The task -> Find every line below where the word "sign" occurs. Then say how many there are, giving only the number.

Given records ->
==============================

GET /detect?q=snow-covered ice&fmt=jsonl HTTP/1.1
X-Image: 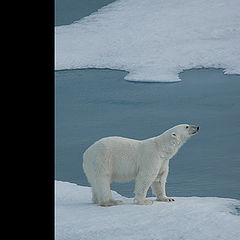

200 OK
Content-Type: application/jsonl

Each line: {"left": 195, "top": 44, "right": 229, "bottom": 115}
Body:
{"left": 55, "top": 181, "right": 240, "bottom": 240}
{"left": 55, "top": 0, "right": 240, "bottom": 82}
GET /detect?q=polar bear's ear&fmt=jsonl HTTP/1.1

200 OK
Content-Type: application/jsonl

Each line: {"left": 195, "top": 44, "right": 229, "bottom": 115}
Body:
{"left": 171, "top": 132, "right": 177, "bottom": 138}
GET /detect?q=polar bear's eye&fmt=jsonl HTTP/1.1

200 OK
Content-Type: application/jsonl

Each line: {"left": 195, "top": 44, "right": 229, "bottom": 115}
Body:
{"left": 186, "top": 126, "right": 189, "bottom": 129}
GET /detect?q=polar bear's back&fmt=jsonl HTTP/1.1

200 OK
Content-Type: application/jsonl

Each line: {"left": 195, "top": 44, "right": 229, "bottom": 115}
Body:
{"left": 83, "top": 136, "right": 141, "bottom": 182}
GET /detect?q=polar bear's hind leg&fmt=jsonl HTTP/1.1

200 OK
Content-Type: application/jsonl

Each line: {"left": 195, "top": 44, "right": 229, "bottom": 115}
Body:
{"left": 91, "top": 187, "right": 98, "bottom": 204}
{"left": 93, "top": 176, "right": 123, "bottom": 206}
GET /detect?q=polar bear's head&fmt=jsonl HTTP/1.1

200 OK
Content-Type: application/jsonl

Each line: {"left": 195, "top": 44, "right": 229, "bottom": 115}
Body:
{"left": 168, "top": 124, "right": 199, "bottom": 144}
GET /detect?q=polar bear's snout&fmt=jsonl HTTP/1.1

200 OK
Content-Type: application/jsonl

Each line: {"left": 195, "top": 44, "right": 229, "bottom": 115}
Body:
{"left": 189, "top": 125, "right": 199, "bottom": 135}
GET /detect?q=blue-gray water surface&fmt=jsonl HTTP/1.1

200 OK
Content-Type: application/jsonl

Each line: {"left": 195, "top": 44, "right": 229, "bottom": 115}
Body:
{"left": 55, "top": 68, "right": 240, "bottom": 199}
{"left": 55, "top": 0, "right": 116, "bottom": 26}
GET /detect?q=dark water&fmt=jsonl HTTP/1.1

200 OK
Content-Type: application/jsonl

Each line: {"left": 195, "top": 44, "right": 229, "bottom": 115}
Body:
{"left": 55, "top": 0, "right": 116, "bottom": 26}
{"left": 55, "top": 68, "right": 240, "bottom": 199}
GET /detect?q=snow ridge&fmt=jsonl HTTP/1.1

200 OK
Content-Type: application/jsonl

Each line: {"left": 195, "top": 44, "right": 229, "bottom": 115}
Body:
{"left": 55, "top": 181, "right": 240, "bottom": 240}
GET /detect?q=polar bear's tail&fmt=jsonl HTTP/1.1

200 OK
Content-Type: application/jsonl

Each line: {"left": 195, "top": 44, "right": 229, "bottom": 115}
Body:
{"left": 82, "top": 149, "right": 91, "bottom": 182}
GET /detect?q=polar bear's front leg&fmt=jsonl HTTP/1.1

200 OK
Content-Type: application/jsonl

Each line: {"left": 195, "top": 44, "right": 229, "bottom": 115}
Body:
{"left": 134, "top": 170, "right": 158, "bottom": 205}
{"left": 151, "top": 167, "right": 175, "bottom": 202}
{"left": 151, "top": 181, "right": 175, "bottom": 202}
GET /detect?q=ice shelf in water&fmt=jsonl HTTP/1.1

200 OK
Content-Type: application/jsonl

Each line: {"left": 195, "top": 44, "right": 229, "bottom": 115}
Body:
{"left": 55, "top": 0, "right": 240, "bottom": 82}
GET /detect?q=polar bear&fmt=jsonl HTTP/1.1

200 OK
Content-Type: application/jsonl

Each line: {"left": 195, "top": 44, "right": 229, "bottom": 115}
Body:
{"left": 83, "top": 124, "right": 199, "bottom": 206}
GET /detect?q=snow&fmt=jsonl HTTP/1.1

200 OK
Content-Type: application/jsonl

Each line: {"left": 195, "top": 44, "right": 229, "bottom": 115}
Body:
{"left": 55, "top": 181, "right": 240, "bottom": 240}
{"left": 55, "top": 0, "right": 240, "bottom": 82}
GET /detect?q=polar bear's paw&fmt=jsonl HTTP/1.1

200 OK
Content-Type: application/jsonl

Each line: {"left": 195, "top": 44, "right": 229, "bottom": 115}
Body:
{"left": 111, "top": 199, "right": 124, "bottom": 205}
{"left": 99, "top": 199, "right": 124, "bottom": 207}
{"left": 134, "top": 199, "right": 153, "bottom": 205}
{"left": 156, "top": 197, "right": 175, "bottom": 202}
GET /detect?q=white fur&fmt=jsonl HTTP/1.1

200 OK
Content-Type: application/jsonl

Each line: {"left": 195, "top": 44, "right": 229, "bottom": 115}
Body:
{"left": 83, "top": 124, "right": 199, "bottom": 206}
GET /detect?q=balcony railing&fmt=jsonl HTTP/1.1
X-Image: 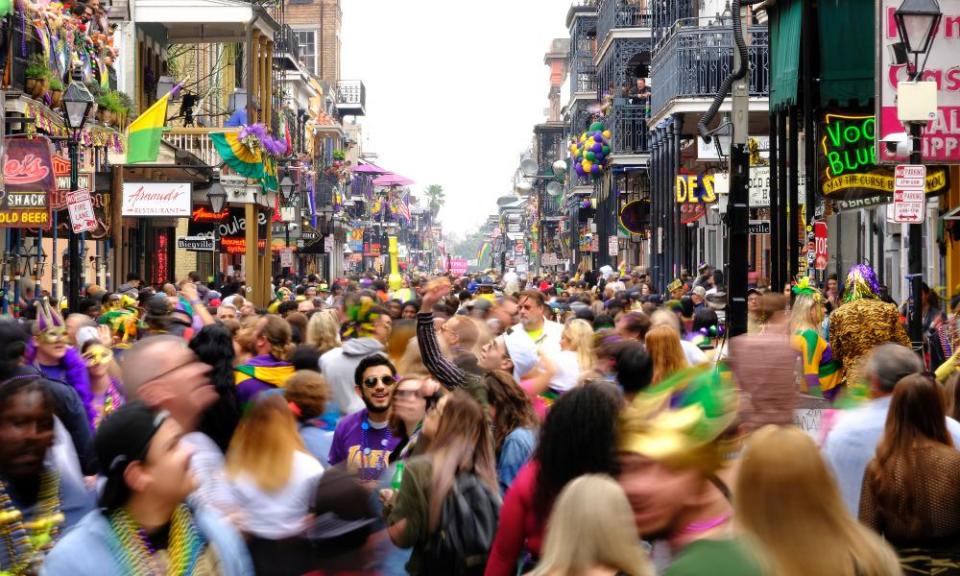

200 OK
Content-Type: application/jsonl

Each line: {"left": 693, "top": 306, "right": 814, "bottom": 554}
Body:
{"left": 336, "top": 80, "right": 366, "bottom": 116}
{"left": 610, "top": 102, "right": 649, "bottom": 154}
{"left": 161, "top": 127, "right": 239, "bottom": 167}
{"left": 650, "top": 22, "right": 769, "bottom": 117}
{"left": 274, "top": 24, "right": 300, "bottom": 70}
{"left": 597, "top": 0, "right": 652, "bottom": 41}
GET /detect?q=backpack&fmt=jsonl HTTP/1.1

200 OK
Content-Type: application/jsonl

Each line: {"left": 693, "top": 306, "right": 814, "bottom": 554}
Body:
{"left": 423, "top": 472, "right": 502, "bottom": 576}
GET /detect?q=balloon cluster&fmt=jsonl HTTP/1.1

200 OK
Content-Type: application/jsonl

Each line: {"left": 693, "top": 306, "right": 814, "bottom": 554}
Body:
{"left": 570, "top": 122, "right": 612, "bottom": 177}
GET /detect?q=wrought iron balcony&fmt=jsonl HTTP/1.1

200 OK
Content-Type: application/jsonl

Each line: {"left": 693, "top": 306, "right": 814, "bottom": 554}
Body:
{"left": 336, "top": 80, "right": 366, "bottom": 116}
{"left": 597, "top": 0, "right": 652, "bottom": 41}
{"left": 274, "top": 24, "right": 301, "bottom": 71}
{"left": 650, "top": 21, "right": 769, "bottom": 117}
{"left": 610, "top": 102, "right": 649, "bottom": 154}
{"left": 161, "top": 127, "right": 238, "bottom": 167}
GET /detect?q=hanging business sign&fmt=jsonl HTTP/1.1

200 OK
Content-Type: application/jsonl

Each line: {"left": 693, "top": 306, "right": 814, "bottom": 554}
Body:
{"left": 186, "top": 206, "right": 267, "bottom": 254}
{"left": 121, "top": 182, "right": 192, "bottom": 217}
{"left": 675, "top": 173, "right": 717, "bottom": 204}
{"left": 618, "top": 200, "right": 648, "bottom": 234}
{"left": 878, "top": 0, "right": 960, "bottom": 163}
{"left": 821, "top": 111, "right": 949, "bottom": 197}
{"left": 0, "top": 137, "right": 55, "bottom": 228}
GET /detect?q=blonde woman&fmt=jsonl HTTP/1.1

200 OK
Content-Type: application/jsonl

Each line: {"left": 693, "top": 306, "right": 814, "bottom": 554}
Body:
{"left": 305, "top": 308, "right": 341, "bottom": 355}
{"left": 645, "top": 324, "right": 688, "bottom": 384}
{"left": 531, "top": 475, "right": 651, "bottom": 576}
{"left": 789, "top": 279, "right": 842, "bottom": 400}
{"left": 551, "top": 318, "right": 596, "bottom": 392}
{"left": 736, "top": 426, "right": 901, "bottom": 576}
{"left": 226, "top": 395, "right": 324, "bottom": 574}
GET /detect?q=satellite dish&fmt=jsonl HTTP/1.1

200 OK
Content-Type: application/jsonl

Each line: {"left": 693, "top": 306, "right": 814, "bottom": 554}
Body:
{"left": 515, "top": 181, "right": 533, "bottom": 194}
{"left": 546, "top": 181, "right": 562, "bottom": 196}
{"left": 552, "top": 160, "right": 567, "bottom": 174}
{"left": 520, "top": 158, "right": 539, "bottom": 178}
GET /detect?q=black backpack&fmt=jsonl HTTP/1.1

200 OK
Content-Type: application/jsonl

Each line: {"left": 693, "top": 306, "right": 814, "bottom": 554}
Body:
{"left": 423, "top": 472, "right": 502, "bottom": 576}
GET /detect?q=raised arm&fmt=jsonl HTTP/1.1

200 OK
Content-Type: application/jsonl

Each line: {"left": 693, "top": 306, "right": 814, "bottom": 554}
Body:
{"left": 416, "top": 279, "right": 466, "bottom": 390}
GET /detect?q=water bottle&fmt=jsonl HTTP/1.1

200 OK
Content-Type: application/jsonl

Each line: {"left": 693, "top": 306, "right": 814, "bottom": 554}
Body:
{"left": 391, "top": 461, "right": 405, "bottom": 491}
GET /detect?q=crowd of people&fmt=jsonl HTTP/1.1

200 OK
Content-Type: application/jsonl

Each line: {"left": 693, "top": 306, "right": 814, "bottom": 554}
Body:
{"left": 1, "top": 261, "right": 959, "bottom": 575}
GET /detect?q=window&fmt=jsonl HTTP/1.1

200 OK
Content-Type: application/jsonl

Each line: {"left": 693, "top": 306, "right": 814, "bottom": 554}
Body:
{"left": 293, "top": 30, "right": 317, "bottom": 75}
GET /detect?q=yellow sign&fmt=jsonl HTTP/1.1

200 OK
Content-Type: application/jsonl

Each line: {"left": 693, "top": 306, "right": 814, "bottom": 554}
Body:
{"left": 675, "top": 174, "right": 717, "bottom": 204}
{"left": 822, "top": 169, "right": 947, "bottom": 196}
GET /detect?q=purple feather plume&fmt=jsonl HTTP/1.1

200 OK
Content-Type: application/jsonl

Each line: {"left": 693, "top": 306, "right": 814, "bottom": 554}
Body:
{"left": 25, "top": 342, "right": 97, "bottom": 431}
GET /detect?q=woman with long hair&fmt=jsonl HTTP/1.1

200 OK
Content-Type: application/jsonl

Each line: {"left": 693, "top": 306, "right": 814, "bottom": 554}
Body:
{"left": 189, "top": 323, "right": 241, "bottom": 452}
{"left": 386, "top": 390, "right": 500, "bottom": 575}
{"left": 306, "top": 308, "right": 341, "bottom": 356}
{"left": 789, "top": 280, "right": 842, "bottom": 400}
{"left": 531, "top": 475, "right": 651, "bottom": 576}
{"left": 234, "top": 315, "right": 296, "bottom": 405}
{"left": 645, "top": 324, "right": 688, "bottom": 384}
{"left": 79, "top": 340, "right": 124, "bottom": 428}
{"left": 737, "top": 426, "right": 900, "bottom": 576}
{"left": 484, "top": 370, "right": 538, "bottom": 493}
{"left": 486, "top": 383, "right": 621, "bottom": 575}
{"left": 860, "top": 374, "right": 960, "bottom": 572}
{"left": 387, "top": 375, "right": 437, "bottom": 464}
{"left": 226, "top": 394, "right": 324, "bottom": 574}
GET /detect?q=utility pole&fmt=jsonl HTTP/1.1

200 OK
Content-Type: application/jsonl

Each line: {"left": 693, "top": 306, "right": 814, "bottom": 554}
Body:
{"left": 726, "top": 7, "right": 750, "bottom": 338}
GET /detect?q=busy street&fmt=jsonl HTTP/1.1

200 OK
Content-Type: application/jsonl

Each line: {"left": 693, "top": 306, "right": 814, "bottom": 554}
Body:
{"left": 2, "top": 0, "right": 960, "bottom": 575}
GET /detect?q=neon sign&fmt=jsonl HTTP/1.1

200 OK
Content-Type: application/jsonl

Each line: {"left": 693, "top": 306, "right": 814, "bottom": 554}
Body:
{"left": 821, "top": 113, "right": 877, "bottom": 179}
{"left": 675, "top": 174, "right": 717, "bottom": 204}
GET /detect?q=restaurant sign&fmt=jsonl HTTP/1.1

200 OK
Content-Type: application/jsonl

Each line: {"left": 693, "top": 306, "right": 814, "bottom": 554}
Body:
{"left": 122, "top": 182, "right": 192, "bottom": 217}
{"left": 0, "top": 137, "right": 56, "bottom": 228}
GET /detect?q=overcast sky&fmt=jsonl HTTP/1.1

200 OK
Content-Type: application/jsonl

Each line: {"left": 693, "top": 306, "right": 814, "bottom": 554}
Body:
{"left": 341, "top": 0, "right": 573, "bottom": 239}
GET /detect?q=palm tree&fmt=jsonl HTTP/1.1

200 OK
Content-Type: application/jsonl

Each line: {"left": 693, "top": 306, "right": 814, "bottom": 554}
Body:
{"left": 424, "top": 184, "right": 445, "bottom": 219}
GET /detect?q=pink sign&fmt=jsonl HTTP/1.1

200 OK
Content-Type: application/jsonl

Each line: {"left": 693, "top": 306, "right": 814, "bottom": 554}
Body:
{"left": 878, "top": 0, "right": 960, "bottom": 163}
{"left": 449, "top": 258, "right": 468, "bottom": 276}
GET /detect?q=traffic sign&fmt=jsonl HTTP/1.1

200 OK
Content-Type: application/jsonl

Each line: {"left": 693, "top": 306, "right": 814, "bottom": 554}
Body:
{"left": 66, "top": 189, "right": 96, "bottom": 233}
{"left": 814, "top": 221, "right": 828, "bottom": 270}
{"left": 893, "top": 164, "right": 926, "bottom": 223}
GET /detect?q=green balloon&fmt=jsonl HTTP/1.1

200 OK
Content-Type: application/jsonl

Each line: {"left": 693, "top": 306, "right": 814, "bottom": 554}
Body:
{"left": 585, "top": 151, "right": 596, "bottom": 161}
{"left": 590, "top": 122, "right": 603, "bottom": 132}
{"left": 602, "top": 145, "right": 610, "bottom": 154}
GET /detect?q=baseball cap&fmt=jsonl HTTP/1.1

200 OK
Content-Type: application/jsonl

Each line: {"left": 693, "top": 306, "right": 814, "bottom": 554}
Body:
{"left": 503, "top": 329, "right": 538, "bottom": 382}
{"left": 95, "top": 401, "right": 170, "bottom": 511}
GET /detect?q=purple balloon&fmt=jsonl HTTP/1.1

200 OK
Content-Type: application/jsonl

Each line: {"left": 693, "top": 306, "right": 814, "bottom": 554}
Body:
{"left": 591, "top": 164, "right": 601, "bottom": 174}
{"left": 575, "top": 165, "right": 586, "bottom": 176}
{"left": 592, "top": 142, "right": 603, "bottom": 153}
{"left": 594, "top": 131, "right": 604, "bottom": 140}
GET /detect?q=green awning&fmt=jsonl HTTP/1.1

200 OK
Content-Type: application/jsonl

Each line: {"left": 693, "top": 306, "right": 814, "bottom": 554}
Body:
{"left": 769, "top": 0, "right": 802, "bottom": 112}
{"left": 818, "top": 0, "right": 875, "bottom": 107}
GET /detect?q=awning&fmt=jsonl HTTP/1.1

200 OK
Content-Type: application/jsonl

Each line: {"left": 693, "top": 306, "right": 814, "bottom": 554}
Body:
{"left": 818, "top": 0, "right": 875, "bottom": 107}
{"left": 769, "top": 0, "right": 802, "bottom": 112}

==============================

Response area -> 6